● DOCUMENT TEXT:
____________________
April 1st has been celebrated as April Fools’ Day for over 500 years. It is difficult to find one specific explanation for this long-standing day of pranks. It is likely the amalgamation of many Spring festivals like Hilaria (ancient Rome), Holi (India), Songkran (Thailand), Nowruz (Persia) and the medieval celebration of the Feast of Fools (festum fatuorum) during Saturnalia.
In 1582, the Gregorian calendar was adopted and moved the beginning of the year from April 1st to January 1st. In a time without the benefit of mass communication, many people just didn’t get the word or were confused by the new calendar and continued to celebrate the new year in April. They became the butt of jokes and hoaxes and were called “April fools.” These pranks included having paper fish placed on their backs and being referred to as “poisson d’avril” (April fish), said to symbolize a young, easily caught fish and a gullible person.
Foolish pranks are mentioned on April 1st in the 14th century Chaucer’s Canterbury tales. There are mentions of April Fool’s in 17th and 18th century literature. In Scotland, the tradition became a two-day event, starting with “hunting the gowk,” in which people were sent on phony errands (gowk is a word for cuckoo bird, a symbol for fool) and followed by Tailie Day, which involved pranks played on people’s back sides, such as pinning fake tails or “kick me” signs on them.
____________________
● ENTRIES PROVIDED:
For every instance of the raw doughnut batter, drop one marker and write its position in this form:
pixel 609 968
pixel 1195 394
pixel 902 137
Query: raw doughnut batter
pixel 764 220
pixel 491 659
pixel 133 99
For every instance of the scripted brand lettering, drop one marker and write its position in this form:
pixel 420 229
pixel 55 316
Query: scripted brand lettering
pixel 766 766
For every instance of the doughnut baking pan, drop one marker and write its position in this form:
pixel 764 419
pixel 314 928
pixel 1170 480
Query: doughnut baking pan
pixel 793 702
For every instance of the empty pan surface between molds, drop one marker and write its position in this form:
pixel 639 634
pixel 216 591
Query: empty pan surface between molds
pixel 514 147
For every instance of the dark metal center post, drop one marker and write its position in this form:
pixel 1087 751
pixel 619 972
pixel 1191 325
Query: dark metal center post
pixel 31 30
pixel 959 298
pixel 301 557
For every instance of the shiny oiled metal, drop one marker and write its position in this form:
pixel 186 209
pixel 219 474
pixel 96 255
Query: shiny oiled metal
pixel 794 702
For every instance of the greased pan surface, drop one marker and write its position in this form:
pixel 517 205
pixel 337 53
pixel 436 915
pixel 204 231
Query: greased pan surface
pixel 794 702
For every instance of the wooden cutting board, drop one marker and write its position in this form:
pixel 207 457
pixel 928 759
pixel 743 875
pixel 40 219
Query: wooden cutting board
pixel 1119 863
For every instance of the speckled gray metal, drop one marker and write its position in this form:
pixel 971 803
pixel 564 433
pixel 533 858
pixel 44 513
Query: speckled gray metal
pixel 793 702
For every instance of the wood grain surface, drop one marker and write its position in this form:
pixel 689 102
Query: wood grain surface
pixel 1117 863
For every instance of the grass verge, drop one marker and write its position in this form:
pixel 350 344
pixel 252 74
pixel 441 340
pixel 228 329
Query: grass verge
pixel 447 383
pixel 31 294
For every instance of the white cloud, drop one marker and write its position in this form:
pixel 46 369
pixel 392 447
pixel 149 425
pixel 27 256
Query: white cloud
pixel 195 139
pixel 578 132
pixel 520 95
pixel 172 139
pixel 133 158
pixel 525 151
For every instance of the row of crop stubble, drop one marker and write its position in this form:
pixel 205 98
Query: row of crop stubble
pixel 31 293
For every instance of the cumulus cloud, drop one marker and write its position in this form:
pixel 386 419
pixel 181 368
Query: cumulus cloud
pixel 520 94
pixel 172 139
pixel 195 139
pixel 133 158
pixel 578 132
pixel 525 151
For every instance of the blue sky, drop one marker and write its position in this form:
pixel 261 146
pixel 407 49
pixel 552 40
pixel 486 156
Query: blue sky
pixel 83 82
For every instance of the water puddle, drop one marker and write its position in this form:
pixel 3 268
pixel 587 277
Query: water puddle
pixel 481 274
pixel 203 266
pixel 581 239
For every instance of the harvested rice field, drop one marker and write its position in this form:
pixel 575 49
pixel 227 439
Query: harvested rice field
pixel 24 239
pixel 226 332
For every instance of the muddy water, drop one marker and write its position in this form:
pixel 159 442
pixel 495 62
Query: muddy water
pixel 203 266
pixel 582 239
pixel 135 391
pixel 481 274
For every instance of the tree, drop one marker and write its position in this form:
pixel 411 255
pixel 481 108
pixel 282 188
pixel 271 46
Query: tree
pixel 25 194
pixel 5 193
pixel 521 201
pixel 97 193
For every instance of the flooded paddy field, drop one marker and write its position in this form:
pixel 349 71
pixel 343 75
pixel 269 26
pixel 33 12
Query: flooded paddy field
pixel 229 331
____________________
● ASSIGNMENT 1: Sum up the April Fools' Day text in two sentences.
● ASSIGNMENT 2: In the April Fools' Day text, what was the second day of the Scottish tradition called?
● ASSIGNMENT 3: Write the next part of the April Fools' Day text, picking up after its last sentence.

● TASK RESPONSE 1: April Fools' Day has been celebrated for over 500 years and is likely a blend of many spring festivals, such as Hilaria, Holi, Songkran, Nowruz and the Feast of Fools. After the Gregorian calendar moved the start of the year from April 1st to January 1st in 1582, people who kept celebrating in April were mocked as "April fools," and in Scotland the tradition grew into a two-day event of phony errands and pranks.

● TASK RESPONSE 2: Tailie Day.

● TASK RESPONSE 3:
The ‘WPA Folklore Project Life Histories’ from the late 1930s tell April Fool stories of sending new workers on a “Fool’s Errand” to find a left-handed wrench, which did not exist, and school children locking the teacher out of the schoolhouse.
In 1957, you may remember seeing the BBC report that Swiss farmers were experiencing a record spaghetti crop and showed footage of people harvesting noodles from trees. It made the news in the US.
In 1996, the Taco Bell fast-food chain announced it was buying the Liberty Bell and renaming it the Taco Liberty Bell. In 1998, after Burger King was inundated by customers requesting a “Left-Handed Whopper,” after the April 1st advertisement. Google notoriously hosts an annual April Fools’ Day prank that has included everything from “telepathic search” to the ability to play Pac Man on Google Maps. Those Google April Fool pranks were avoided during the Covid years and have not returned to Google since.
Pay extra attention today to avoid falling prey to pranks.